### WORK INSTRUCTIONS
Continue the review of Dolorean's album You Can't Win from where it stops.

### SOURCE PASSAGE
• • •

Much of the tearjerking comes from James' understated, mossy vocals. He sings as if he had just slid out of a coma: relearning each syllable, tackling them slowly while searching for strength enough to sustain the notes. It's haunting, and it dovetails sweetly with the minimalist, lonely aesthetic of You Can't Win's mostly acoustic instrumentation. But the loneliness Dolorean chronicles on You Can't Win is of the self-imposed variety. "Just leave us to our own device," James sings on the piano-and-banjo-driven ballad "We Winter Wrens": "We winter wrens are fine." The statement almost sounds spiteful and sarcastic--until he adds, "There's no mistake of the call we make/ When no one else is around." Isolation, James is saying, equals better art.
He then turns around and questions the wisdom of that sentiment on "Heather, Remind Me How This Ends," a divorce ballad that peers out regretfully on an old flame's embers from a slow-moving train. All this melodrama seems at home in the Northwest, where the long, wet winter months can slow life down to a crawl. These songs, too, sound like rainstorms that only Oregonians are patient enough to wait out. And "Beachcomber Blues" sounds like the Oregon coast, with Ben Nugent's brushed drumming and Laura Gibson's harmonies blowing in like ocean winds. I spent most of my life near Oregon's beaches, and they are truly as beautiful and miserable as, well, Dolorean.

• • •

### Extracted records
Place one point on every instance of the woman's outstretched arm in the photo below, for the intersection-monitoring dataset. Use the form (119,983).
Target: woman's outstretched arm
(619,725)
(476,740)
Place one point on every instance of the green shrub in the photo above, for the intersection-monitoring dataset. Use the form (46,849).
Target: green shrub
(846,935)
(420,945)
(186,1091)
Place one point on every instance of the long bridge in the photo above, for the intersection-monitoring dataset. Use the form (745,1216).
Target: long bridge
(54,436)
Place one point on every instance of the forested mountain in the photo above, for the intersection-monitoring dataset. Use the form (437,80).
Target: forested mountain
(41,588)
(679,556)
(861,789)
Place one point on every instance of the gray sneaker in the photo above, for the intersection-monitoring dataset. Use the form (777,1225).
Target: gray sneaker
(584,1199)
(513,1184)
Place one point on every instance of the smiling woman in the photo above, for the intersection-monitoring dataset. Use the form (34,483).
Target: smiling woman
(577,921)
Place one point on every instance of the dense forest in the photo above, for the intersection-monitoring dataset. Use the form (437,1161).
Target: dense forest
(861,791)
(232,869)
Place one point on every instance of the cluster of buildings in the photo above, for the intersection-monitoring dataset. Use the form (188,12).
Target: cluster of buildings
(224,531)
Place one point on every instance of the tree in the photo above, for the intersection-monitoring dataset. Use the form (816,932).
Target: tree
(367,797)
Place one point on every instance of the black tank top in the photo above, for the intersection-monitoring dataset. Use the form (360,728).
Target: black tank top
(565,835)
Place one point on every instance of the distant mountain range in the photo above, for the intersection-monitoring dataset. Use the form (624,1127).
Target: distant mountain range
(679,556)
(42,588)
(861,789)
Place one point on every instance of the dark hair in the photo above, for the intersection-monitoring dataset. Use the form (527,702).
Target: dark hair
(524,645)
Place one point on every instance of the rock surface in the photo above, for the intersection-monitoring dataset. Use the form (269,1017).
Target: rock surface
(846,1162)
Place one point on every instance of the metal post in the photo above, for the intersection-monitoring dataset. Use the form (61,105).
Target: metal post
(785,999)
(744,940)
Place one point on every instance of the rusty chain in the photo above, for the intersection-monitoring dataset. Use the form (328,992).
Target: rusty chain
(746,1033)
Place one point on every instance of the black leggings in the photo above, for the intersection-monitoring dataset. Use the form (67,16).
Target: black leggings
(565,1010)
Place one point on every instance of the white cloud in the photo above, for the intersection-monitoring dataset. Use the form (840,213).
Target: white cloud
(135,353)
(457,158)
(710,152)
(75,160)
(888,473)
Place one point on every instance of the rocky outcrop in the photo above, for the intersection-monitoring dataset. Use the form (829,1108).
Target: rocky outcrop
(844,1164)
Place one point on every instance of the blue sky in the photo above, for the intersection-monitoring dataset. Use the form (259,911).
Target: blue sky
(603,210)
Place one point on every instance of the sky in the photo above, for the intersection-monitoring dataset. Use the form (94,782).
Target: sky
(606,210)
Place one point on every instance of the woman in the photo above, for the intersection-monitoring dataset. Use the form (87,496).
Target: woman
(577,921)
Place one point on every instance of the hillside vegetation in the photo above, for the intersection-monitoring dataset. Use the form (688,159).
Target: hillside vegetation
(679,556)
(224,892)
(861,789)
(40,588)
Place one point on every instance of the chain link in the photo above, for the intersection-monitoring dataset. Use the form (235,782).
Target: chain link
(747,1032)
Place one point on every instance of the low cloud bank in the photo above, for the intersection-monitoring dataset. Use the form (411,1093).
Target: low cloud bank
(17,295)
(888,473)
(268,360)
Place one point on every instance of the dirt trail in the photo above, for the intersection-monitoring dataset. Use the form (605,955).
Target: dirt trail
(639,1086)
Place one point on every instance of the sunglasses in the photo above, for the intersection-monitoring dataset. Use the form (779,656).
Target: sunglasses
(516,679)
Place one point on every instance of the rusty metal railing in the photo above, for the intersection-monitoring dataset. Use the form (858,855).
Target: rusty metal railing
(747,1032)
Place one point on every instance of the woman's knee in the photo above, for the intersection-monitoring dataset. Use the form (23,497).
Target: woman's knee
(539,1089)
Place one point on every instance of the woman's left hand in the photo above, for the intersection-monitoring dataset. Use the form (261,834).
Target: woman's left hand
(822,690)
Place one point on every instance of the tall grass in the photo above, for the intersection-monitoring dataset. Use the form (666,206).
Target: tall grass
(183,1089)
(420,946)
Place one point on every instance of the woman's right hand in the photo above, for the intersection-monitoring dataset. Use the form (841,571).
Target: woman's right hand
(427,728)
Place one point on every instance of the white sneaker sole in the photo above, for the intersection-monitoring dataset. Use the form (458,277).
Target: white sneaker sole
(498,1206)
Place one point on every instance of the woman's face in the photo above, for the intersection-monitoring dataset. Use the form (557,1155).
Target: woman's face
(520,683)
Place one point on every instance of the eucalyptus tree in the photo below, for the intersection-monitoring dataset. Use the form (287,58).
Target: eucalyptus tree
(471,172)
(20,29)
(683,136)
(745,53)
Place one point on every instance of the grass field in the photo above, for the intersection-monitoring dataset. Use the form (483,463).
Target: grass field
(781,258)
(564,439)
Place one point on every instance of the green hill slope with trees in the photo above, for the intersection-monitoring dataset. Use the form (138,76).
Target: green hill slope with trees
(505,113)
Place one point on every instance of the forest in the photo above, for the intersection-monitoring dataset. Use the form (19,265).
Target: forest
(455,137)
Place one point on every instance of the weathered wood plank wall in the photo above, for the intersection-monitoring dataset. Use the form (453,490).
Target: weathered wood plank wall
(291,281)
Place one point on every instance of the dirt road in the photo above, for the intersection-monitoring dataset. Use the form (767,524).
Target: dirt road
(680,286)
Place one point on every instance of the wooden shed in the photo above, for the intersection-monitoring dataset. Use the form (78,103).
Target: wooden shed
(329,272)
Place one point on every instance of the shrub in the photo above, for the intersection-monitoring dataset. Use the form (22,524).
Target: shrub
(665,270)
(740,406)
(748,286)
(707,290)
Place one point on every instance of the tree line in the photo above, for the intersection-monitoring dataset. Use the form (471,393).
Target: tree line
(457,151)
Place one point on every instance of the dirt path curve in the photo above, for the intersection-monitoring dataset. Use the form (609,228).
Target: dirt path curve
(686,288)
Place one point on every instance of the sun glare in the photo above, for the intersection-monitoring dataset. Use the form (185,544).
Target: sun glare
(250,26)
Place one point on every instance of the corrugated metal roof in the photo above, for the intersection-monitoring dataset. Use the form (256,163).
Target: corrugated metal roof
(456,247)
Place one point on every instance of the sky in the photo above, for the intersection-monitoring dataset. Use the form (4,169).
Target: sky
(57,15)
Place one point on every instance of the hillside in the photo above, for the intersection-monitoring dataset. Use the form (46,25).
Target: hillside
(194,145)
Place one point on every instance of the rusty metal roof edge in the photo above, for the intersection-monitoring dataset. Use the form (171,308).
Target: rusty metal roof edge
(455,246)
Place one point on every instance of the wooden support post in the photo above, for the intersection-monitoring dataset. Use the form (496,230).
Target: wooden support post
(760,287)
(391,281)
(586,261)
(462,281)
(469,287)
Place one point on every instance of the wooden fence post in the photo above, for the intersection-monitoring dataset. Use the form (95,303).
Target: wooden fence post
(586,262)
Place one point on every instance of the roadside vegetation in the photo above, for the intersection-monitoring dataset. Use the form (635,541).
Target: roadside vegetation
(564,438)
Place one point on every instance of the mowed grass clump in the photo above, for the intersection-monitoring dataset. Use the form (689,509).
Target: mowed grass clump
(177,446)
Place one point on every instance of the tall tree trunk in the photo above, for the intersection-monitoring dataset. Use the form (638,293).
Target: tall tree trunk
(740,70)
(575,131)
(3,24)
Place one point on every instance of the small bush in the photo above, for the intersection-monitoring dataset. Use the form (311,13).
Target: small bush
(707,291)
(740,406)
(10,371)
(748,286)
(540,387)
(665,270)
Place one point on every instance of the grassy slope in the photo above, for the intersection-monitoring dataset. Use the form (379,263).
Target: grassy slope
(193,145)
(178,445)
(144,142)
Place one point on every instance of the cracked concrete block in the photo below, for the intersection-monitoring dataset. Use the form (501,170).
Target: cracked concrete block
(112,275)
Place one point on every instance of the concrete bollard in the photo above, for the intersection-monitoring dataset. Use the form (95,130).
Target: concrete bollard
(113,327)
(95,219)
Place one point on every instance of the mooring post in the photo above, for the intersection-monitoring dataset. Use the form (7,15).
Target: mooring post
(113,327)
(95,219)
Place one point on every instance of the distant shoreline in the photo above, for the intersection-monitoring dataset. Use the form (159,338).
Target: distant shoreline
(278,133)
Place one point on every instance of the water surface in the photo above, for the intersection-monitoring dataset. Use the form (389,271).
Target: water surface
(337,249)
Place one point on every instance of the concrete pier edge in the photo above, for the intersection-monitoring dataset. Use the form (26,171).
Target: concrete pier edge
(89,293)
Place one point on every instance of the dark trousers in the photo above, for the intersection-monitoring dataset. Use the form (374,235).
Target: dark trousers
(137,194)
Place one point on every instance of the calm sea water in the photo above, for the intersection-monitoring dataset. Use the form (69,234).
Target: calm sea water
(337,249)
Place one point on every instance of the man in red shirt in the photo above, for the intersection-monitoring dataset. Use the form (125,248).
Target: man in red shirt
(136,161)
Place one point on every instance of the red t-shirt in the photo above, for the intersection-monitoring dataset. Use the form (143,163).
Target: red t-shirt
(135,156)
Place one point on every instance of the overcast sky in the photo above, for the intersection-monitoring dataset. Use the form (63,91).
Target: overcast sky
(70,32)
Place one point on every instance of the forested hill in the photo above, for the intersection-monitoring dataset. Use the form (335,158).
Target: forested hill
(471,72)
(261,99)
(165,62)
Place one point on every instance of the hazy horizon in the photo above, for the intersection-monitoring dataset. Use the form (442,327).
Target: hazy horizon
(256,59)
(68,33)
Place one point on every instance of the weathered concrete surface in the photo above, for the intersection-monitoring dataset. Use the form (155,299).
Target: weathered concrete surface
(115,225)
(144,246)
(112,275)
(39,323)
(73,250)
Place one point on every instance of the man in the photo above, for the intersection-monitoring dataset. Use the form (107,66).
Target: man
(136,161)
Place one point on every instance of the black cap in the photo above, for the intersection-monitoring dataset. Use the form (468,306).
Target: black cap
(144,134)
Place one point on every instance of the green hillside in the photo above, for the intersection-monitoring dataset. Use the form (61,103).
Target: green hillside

• • •

### WRITTEN ANSWER
Loneliness, James admits, will drive a man to drink ("What One Bottle Can Do") and hallucinate ("My Still Life"). But rather than turn his back on the waves of heartbreak that besiege him, James collects the driftwood and builds a home with it. That's what makes Dolorean beautiful. And it's what makes You Can't Win a winner. Now, if you'll pardon me, I've got some sobbing to do. CASEY JARMAN.